To be done: Please copy the records below verbatim, starting at the line that contains "Q: What bounding box encloses the white and" and ending at the line that contains "[103,111,119,131]", both lines included.

————

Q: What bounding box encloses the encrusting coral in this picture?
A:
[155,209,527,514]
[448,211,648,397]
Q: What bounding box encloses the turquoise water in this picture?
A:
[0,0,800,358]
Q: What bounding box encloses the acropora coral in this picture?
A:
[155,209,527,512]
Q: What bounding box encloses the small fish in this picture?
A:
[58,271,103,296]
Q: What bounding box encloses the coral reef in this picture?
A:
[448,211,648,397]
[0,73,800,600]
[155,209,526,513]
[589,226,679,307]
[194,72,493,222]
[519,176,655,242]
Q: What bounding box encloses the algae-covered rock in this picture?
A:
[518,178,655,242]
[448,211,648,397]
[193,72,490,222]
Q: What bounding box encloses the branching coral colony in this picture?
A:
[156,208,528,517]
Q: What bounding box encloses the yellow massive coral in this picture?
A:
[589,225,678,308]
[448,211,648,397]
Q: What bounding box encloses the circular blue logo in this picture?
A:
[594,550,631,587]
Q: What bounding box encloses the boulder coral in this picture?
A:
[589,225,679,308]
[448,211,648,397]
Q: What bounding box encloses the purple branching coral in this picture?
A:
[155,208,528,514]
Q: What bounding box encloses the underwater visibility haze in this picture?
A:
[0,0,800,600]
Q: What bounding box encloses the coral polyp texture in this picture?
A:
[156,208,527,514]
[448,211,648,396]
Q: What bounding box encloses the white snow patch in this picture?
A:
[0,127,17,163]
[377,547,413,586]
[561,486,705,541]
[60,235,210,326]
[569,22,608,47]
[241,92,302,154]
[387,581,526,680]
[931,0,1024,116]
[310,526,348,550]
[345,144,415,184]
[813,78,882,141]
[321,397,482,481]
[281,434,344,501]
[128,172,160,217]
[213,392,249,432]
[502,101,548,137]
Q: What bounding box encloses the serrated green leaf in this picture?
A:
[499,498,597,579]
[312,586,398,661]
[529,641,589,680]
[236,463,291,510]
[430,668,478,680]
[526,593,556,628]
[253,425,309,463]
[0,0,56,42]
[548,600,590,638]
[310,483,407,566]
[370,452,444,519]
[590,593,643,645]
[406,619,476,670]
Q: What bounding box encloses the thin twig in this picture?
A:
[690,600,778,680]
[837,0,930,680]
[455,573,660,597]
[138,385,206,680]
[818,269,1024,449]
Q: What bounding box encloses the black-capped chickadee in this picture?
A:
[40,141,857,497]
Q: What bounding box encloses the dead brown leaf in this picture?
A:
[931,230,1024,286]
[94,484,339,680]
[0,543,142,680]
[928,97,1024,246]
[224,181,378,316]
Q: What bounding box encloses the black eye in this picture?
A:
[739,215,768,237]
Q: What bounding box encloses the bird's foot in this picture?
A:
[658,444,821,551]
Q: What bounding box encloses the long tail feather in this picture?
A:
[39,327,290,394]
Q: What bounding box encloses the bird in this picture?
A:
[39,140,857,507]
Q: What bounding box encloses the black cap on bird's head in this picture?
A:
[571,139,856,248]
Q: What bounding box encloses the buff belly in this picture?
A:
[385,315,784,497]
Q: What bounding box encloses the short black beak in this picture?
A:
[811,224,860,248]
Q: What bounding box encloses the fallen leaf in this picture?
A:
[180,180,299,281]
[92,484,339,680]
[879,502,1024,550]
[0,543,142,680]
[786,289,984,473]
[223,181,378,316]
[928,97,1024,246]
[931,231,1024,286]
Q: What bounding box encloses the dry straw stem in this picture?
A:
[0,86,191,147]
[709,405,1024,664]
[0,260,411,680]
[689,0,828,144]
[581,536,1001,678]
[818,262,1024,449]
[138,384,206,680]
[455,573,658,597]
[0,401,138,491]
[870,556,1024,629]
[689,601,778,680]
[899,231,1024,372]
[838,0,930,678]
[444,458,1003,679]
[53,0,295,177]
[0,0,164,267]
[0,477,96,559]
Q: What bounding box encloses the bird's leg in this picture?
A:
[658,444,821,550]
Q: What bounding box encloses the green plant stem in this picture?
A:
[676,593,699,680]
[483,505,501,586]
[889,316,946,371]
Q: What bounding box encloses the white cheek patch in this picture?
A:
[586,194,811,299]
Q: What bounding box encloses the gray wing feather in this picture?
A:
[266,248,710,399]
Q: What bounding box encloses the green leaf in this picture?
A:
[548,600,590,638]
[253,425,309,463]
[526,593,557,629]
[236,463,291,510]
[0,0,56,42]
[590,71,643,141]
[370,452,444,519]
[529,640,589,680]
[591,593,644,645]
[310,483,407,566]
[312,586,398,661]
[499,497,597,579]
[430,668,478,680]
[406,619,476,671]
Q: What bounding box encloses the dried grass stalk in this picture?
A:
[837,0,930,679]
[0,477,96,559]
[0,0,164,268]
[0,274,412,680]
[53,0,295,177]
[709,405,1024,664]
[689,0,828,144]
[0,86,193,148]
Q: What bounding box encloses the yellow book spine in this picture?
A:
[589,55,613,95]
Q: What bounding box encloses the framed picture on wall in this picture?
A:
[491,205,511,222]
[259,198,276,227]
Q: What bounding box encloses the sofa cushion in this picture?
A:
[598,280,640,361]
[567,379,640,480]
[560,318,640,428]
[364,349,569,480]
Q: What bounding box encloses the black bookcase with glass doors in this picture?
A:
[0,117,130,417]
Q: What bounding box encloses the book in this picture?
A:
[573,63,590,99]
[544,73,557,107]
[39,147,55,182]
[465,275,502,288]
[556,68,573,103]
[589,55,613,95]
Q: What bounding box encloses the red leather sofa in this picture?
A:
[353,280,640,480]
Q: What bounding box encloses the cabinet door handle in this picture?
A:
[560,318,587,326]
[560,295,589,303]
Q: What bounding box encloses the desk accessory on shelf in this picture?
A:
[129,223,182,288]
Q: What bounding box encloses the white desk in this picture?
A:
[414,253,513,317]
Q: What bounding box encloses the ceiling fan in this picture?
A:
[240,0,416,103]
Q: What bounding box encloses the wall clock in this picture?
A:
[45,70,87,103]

————

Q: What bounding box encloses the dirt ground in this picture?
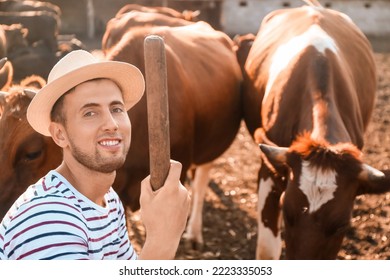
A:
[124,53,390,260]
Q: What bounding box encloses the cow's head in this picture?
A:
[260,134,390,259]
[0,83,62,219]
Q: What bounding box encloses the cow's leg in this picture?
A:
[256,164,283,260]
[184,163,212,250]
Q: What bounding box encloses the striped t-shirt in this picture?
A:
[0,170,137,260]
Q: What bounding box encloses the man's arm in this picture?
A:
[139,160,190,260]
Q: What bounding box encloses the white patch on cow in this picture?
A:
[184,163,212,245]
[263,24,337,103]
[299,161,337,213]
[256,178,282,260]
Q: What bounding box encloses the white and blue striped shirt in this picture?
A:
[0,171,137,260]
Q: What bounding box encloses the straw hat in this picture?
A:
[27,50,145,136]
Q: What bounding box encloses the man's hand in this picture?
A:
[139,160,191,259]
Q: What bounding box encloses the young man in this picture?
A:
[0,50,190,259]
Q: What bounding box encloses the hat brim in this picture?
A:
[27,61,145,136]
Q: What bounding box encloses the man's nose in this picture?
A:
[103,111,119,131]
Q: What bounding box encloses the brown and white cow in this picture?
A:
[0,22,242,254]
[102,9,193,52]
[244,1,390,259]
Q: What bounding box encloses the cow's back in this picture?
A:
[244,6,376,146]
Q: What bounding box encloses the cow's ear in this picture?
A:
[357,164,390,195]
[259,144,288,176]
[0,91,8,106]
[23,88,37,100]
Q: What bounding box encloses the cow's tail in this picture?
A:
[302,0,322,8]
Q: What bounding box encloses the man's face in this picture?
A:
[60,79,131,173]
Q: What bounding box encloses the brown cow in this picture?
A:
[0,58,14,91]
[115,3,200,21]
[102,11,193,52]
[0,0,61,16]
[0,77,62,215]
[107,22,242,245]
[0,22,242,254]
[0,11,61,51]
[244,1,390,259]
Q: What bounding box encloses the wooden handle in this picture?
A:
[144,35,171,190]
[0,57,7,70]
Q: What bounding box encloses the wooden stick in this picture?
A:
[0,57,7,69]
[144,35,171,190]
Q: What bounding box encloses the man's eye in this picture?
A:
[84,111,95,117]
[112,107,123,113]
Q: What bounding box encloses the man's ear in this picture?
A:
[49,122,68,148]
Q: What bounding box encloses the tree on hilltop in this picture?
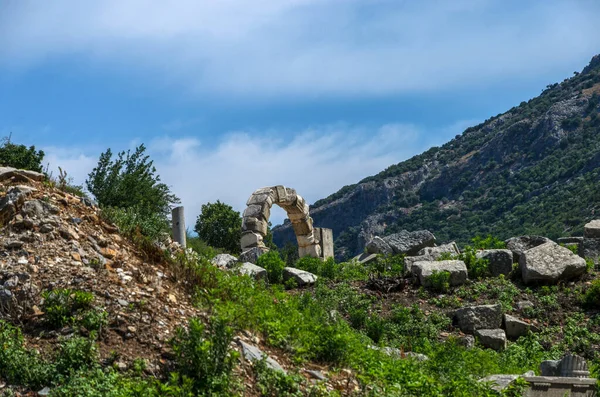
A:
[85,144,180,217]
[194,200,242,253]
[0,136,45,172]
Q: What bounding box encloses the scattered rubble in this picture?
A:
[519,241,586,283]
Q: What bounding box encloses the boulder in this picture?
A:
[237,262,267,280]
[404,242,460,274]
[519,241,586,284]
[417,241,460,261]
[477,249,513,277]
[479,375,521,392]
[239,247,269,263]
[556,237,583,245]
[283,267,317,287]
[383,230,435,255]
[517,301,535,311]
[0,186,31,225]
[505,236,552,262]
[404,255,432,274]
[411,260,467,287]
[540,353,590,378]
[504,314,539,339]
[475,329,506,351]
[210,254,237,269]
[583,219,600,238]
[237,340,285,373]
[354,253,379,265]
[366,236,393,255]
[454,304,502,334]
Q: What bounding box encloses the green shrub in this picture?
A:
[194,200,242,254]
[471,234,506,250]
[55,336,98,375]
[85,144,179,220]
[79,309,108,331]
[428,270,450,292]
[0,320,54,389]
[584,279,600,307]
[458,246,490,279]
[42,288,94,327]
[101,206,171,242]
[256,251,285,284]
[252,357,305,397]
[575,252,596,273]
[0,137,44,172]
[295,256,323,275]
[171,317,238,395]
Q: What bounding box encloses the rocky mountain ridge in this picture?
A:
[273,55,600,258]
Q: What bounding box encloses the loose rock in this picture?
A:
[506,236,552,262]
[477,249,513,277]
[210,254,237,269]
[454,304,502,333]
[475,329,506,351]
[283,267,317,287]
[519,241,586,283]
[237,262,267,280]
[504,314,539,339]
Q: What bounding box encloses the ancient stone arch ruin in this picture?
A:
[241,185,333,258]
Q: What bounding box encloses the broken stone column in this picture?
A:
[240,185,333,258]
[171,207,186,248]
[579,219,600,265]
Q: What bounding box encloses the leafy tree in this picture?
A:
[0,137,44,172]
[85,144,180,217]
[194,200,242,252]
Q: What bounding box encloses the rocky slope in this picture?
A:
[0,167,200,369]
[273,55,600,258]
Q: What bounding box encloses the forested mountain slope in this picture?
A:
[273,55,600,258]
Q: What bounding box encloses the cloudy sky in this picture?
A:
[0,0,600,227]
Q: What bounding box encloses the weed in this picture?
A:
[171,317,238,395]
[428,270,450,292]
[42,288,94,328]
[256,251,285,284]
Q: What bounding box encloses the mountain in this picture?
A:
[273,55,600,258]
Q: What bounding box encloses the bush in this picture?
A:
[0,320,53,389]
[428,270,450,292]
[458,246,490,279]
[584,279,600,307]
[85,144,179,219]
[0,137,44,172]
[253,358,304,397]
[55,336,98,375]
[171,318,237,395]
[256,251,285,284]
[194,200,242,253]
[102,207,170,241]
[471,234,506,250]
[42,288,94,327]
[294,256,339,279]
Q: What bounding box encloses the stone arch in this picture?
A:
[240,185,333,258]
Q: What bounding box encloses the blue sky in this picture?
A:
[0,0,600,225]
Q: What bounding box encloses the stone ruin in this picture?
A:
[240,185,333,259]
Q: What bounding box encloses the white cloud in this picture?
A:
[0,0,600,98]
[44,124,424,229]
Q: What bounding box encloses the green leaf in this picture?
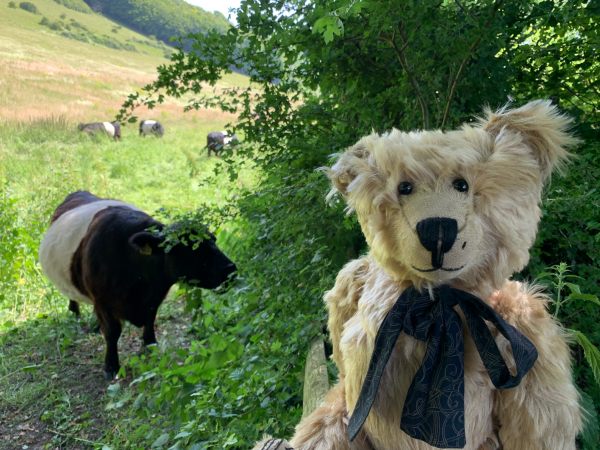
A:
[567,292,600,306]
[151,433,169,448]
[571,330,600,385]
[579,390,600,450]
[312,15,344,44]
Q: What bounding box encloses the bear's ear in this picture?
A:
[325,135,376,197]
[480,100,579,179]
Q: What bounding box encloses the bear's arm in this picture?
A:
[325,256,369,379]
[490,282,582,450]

————

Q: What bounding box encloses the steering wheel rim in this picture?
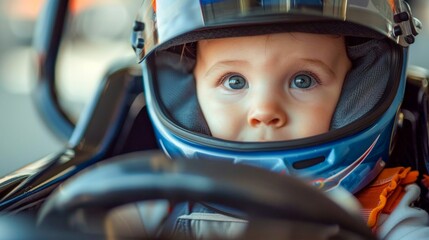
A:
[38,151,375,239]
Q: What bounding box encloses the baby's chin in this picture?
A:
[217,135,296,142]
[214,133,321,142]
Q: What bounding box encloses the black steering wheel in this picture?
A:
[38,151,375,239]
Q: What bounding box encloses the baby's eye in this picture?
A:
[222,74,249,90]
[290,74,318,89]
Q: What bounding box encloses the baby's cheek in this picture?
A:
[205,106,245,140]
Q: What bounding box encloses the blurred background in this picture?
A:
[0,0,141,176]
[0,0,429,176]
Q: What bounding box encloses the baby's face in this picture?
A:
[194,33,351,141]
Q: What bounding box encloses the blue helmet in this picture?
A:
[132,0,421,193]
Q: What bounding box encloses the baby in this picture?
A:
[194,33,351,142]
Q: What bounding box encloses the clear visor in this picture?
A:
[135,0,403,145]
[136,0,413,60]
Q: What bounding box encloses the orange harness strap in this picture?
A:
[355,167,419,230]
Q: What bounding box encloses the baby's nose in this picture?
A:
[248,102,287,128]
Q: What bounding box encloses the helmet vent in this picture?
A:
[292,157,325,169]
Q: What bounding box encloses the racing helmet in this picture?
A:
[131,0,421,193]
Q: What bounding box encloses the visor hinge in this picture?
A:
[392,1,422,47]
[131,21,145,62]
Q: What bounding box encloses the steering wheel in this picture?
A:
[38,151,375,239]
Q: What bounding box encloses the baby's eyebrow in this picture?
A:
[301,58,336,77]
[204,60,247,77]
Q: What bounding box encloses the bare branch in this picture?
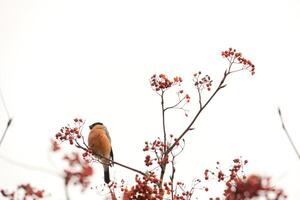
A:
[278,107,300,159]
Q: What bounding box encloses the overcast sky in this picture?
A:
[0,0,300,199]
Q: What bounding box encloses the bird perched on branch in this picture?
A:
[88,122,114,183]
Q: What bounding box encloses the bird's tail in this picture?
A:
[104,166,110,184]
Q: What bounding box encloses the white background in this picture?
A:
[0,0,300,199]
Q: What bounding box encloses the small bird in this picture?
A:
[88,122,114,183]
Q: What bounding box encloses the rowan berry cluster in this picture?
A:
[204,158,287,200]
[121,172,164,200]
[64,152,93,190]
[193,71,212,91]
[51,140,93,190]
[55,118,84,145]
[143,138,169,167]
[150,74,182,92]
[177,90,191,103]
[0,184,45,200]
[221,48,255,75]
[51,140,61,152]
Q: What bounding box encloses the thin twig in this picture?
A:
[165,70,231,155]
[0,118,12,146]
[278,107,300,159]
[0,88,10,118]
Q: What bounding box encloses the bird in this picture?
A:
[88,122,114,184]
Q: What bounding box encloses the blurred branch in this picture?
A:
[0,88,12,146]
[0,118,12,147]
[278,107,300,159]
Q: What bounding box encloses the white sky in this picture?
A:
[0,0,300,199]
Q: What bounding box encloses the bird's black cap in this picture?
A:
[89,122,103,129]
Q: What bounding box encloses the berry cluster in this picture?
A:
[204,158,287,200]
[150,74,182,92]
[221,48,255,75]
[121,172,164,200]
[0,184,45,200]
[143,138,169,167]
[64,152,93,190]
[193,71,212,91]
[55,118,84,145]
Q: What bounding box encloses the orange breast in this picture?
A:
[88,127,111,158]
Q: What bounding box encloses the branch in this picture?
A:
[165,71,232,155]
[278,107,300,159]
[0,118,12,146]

————

Complete answer:
Q: What bounding box encloses the white and blue striped shirt in this picture?
A:
[0,171,137,260]
Q: What bounding box encloses the straw hat in this picture?
A:
[27,50,145,136]
Q: What bounding box encloses the man's hand in this picture?
A:
[139,160,191,259]
Q: What bounding box encloses the young man in this picture?
A:
[0,50,190,259]
Q: What bounding box encloses the hat brim in this picture?
A:
[27,61,145,136]
Q: What bounding box encloses the man's nose in this picture?
A:
[103,111,119,131]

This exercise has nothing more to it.